Picture: © Charlotte Fischer

Chemistry lessons in Waldorf schools start with everyday experiences and the most important discoveries in industrial use. Entry to the subject follows the historical development of chemistry. This is the focus of teaching; material science and process science are treated with equal importance. Chemical experiments by the teacher – as well as the experiments undertaken by the pupils – play a decisive role in the development of knowledge which always starts with observable phenomena. Key chemical processes form the basis for understanding substances and processes. That chemical processes have their origin not in the inorganic world but in living organisms belongs to the fundamental concepts which anthroposophy can contribute to general education. This basic thought is of exceptional importance particularly in our time of ecological disasters. The language of chemical formulae is developed on the basis of experiments and chemical processes. In contrast to conventional teaching of chemistry, it is not introduced until later, namely once pupils have a soundly based overview of the chemical processes arising from direct experience, reconstruction and step-by-step penetration with the thinking.

In the beginning was fire (class 7 to 9)

-------

▶ To do
(A) Answer these questions from the text on Waldorf chemistry lessons:
(i) Which two areas of science are treated with equal importance?
(ii) Where, according to the text, do chemical processes have their origin?
(iii) Which classes does the section headed "In the beginning was fire" cover?
(B) Write the next part of the text on Waldorf chemistry lessons, beginning after its final heading.

Saved entries

-------

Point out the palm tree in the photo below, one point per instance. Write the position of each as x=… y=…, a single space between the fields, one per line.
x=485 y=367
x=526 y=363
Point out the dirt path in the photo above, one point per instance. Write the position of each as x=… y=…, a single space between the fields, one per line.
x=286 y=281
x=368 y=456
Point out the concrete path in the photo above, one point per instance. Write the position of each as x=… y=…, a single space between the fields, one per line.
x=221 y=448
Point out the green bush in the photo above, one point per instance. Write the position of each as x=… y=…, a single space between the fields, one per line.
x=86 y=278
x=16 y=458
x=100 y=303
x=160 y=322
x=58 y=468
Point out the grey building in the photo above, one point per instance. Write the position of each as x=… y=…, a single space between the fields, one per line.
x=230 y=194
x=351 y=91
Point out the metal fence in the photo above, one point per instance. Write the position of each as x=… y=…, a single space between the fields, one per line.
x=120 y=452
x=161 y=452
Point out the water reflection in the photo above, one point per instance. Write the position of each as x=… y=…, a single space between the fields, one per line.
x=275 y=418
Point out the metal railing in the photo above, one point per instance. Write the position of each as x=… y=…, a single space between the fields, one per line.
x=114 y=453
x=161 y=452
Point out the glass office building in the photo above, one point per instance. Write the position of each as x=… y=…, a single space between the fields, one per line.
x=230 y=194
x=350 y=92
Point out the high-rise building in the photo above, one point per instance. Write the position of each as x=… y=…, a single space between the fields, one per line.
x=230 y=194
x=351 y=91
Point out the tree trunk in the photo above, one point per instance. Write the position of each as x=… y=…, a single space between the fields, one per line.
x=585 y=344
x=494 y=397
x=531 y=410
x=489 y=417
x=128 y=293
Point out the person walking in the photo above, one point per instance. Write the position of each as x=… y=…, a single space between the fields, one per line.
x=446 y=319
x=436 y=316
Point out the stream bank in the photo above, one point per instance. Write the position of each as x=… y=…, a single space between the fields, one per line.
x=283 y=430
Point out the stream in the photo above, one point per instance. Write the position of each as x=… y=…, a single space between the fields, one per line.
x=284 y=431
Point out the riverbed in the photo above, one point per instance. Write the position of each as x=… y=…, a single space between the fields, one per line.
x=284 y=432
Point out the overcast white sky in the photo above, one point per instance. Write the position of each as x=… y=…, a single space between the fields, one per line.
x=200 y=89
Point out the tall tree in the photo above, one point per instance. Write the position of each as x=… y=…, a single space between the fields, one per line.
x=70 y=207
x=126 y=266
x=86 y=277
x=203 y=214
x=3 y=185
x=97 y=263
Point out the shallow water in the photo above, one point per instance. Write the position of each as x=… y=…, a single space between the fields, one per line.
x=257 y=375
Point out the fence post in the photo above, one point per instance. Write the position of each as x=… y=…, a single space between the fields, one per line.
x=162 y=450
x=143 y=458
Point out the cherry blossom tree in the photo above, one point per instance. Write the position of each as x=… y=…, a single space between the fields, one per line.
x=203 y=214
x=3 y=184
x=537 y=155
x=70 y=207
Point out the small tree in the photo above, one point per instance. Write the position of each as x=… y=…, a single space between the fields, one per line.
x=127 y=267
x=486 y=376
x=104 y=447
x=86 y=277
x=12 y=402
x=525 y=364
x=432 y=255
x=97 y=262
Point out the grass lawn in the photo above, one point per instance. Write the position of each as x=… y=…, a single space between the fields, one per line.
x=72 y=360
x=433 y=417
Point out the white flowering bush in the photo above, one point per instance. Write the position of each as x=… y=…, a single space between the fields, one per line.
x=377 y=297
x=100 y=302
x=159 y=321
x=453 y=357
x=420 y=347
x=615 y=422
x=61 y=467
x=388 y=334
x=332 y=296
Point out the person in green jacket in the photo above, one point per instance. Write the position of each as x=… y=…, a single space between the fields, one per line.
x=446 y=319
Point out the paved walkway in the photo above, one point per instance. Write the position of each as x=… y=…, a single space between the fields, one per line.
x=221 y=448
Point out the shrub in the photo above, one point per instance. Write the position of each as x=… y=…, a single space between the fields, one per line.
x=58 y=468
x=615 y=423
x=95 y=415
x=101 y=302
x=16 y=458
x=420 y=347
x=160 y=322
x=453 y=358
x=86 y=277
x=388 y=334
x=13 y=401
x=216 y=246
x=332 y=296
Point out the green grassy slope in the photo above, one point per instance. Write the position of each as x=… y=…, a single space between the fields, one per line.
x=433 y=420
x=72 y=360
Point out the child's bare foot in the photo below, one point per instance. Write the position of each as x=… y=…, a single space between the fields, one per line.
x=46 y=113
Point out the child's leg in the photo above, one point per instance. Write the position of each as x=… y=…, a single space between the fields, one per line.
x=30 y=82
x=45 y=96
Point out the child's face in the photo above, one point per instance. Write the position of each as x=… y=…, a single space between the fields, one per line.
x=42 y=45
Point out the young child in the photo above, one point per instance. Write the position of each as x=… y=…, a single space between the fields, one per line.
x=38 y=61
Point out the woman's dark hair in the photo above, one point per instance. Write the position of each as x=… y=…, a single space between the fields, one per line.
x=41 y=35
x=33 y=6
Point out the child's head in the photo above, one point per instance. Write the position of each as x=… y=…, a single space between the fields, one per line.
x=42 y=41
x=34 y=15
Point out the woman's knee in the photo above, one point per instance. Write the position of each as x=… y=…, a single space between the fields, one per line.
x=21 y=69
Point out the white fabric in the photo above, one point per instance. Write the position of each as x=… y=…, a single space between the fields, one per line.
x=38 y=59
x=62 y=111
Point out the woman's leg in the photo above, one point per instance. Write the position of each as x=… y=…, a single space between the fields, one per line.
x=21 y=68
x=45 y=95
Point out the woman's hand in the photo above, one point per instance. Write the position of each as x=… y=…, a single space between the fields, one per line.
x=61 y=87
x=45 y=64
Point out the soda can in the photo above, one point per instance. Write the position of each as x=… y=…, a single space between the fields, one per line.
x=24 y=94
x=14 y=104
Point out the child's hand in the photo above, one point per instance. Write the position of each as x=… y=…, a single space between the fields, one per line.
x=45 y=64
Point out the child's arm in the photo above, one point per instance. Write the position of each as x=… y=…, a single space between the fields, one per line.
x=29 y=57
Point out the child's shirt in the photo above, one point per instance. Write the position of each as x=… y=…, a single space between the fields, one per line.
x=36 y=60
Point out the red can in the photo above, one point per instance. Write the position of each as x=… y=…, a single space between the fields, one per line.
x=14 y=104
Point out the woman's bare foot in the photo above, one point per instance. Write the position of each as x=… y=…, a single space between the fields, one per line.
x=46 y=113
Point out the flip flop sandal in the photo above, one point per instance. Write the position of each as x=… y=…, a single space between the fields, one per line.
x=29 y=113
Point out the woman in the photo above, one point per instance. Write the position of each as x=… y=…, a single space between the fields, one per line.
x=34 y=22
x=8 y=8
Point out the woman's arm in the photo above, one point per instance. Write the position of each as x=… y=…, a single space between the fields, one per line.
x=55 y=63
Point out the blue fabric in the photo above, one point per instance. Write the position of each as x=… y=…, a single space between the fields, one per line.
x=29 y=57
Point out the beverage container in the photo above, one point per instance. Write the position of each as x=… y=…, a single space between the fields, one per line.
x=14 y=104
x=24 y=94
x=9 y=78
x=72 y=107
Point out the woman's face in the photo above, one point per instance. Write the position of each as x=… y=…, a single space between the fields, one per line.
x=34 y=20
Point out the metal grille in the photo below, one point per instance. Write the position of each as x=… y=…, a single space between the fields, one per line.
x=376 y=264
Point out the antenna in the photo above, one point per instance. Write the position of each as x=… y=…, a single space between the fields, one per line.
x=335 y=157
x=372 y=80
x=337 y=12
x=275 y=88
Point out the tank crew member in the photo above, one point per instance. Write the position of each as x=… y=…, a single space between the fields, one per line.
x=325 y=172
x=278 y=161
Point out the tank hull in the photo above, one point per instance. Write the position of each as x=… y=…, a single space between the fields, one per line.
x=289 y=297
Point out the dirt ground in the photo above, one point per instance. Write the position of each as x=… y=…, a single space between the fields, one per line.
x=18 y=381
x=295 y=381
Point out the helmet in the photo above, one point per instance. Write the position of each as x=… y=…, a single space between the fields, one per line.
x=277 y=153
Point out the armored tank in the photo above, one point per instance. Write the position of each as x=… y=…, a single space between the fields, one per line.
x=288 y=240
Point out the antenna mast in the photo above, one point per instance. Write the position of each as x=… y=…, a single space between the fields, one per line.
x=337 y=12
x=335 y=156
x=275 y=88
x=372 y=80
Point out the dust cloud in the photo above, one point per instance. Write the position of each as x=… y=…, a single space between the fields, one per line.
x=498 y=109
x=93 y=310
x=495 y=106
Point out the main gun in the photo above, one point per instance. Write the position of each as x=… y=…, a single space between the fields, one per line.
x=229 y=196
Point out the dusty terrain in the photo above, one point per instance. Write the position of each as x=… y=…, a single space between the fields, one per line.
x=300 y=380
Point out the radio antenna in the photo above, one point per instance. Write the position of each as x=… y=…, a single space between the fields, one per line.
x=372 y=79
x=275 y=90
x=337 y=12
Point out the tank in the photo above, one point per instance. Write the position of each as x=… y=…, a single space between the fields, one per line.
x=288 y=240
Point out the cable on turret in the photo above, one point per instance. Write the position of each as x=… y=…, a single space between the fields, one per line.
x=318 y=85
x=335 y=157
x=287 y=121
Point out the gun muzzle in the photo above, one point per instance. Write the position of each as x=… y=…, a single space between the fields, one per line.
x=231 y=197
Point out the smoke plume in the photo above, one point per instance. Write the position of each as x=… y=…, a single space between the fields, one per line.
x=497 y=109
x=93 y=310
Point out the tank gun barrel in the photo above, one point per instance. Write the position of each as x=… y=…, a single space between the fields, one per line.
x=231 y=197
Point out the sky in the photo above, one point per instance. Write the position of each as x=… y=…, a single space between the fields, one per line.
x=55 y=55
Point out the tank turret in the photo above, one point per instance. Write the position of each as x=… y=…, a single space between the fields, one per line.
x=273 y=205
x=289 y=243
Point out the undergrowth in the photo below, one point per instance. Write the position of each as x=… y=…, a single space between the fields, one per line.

-------

▶ Per-task outputs
(A)
(i) Material science and process science.
(ii) In living organisms, not in the inorganic world.
(iii) Classes 7 to 9.

(B)
The first central chemical process is fire: the path via gaseous waste swirling in the air to the acids and via the ash residue to the bases is pursued, followed by neutralisation and saltification. Through heat and charcoal – obtained in a charcoal kiln – as new chemical tools we find our way to the metallic elements which underlie the bases. Through the combustible metals, the non-metals which underlie the acids can be obtained as elements: phosphorous from bone ash with the help of magnesium, hydrogen from water with the help of red-hot iron. The polarity between lime and silicon is the focus in the third part and includes a study of the soil. Calcium oxide from weathered stone and lime are able to bind carbon dioxide or sulphur dioxide, while silicon with the toxic heavy metals (the ashes) can form on the one hand coloured glass and on the other essential minerals. We appeal here to thinking in cycles and important basic thoughts of ecology are tackled.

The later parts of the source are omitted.